The main functions of the kidneys are to keep the blood pure and healthy and to maintain proper fluid balance in the body. To accomplish this difficult feat, the kidneys constantly monitor normal blood volume and filter from the blood the right quantity of urine to keep it balanced. There are many influences that can disrupt this mechanism and cause congestion in the kidneys. They include overstimulation, dehydration, fatigue, overeating, gallstones, blood pressure disturbance, medical or narcotic drugs, vitamins, digestive disorders, etc. When the kidneys are incapable of sufficiently separating the urine from the blood, part of the urine continues to circulate throughout the body, depositing urinary waste products in the blood vessels, joints, tissues and organs. Skin diseases, strong body odor, sweating of palms and feet, water retention, intestinal swelling, high blood pressure, etc., are all signs of toxic blood caused by crystals and stones in the kidneys.
Stones in the kidneys begin as tiny crystals and can eventually become as large as an egg. The tiny crystals are too small to be detected by x-rays and since they do not cause pain, they are rarely noticed, yet they are big enough to block the flow of liquid through the tiny kidney tubules. Crystals or stones are formed in the kidneys when urinary constituents, which are normally in solution, are precipitated. Precipitation occurs when these particles occur in excessive amounts or when urine becomes too concentrated. The crystal particles or stones are usually full of sharp angles, which may cut and wear away the inner surface of the urinary canal (ureter) during their passage from the kidneys to the bladder. This causes severe pain in the loins or lower back. There may even be blood in the urine, pain running down the legs, numbness in the thighs and a difficulty in passing urine.

* WHAT THE TASK REQUIRES *
According to the kidney text, how large can kidney stones eventually grow? Rely only on the kidney text above.

* DATASET EXCERPTS *
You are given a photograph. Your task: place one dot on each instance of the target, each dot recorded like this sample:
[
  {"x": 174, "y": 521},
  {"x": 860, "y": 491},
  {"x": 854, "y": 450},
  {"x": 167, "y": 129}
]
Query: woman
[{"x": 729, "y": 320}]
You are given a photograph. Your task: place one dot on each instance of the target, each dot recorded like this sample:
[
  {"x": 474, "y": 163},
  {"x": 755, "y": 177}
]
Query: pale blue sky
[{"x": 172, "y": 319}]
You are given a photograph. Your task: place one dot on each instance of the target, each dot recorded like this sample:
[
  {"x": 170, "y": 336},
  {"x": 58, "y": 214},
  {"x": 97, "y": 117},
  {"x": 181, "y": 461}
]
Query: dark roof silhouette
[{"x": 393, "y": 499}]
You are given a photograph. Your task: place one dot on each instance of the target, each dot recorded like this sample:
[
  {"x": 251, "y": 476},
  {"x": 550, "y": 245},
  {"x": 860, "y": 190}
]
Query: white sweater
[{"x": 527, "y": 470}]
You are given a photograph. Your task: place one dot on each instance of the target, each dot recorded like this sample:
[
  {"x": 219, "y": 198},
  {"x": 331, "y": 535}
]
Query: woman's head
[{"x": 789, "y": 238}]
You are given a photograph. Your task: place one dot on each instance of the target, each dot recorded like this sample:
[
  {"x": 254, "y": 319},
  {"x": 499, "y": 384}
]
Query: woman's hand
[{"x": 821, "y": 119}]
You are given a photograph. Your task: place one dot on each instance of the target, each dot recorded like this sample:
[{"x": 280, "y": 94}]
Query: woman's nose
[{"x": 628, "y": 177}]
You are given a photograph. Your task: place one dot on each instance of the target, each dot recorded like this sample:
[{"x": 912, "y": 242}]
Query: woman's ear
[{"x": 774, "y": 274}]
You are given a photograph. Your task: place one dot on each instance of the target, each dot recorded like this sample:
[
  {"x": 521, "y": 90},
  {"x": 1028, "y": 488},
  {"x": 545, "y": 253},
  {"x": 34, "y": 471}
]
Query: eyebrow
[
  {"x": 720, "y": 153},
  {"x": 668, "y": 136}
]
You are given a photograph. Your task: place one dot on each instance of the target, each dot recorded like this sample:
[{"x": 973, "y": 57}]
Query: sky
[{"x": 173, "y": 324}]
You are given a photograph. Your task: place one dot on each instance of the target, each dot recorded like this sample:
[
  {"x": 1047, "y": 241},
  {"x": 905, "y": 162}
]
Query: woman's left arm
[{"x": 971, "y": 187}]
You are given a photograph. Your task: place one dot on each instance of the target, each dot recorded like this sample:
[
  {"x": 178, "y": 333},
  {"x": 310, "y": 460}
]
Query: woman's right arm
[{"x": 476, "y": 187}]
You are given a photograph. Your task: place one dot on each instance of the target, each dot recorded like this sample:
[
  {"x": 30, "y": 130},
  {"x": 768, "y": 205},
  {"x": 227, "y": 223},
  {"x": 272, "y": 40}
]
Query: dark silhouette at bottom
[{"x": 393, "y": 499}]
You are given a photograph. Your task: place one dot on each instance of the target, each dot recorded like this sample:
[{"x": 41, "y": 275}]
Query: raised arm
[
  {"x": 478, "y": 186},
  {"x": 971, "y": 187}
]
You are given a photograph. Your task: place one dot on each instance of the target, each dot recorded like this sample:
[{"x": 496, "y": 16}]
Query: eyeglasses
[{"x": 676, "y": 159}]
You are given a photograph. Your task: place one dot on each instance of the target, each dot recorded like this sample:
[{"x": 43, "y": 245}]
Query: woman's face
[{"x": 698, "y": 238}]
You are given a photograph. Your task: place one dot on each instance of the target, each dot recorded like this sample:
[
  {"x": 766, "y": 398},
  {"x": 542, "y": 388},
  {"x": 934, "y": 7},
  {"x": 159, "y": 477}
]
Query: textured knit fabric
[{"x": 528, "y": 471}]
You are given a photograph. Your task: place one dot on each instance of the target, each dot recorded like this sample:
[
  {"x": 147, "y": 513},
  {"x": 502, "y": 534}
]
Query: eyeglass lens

* EXERCISE OUTPUT *
As large as an egg.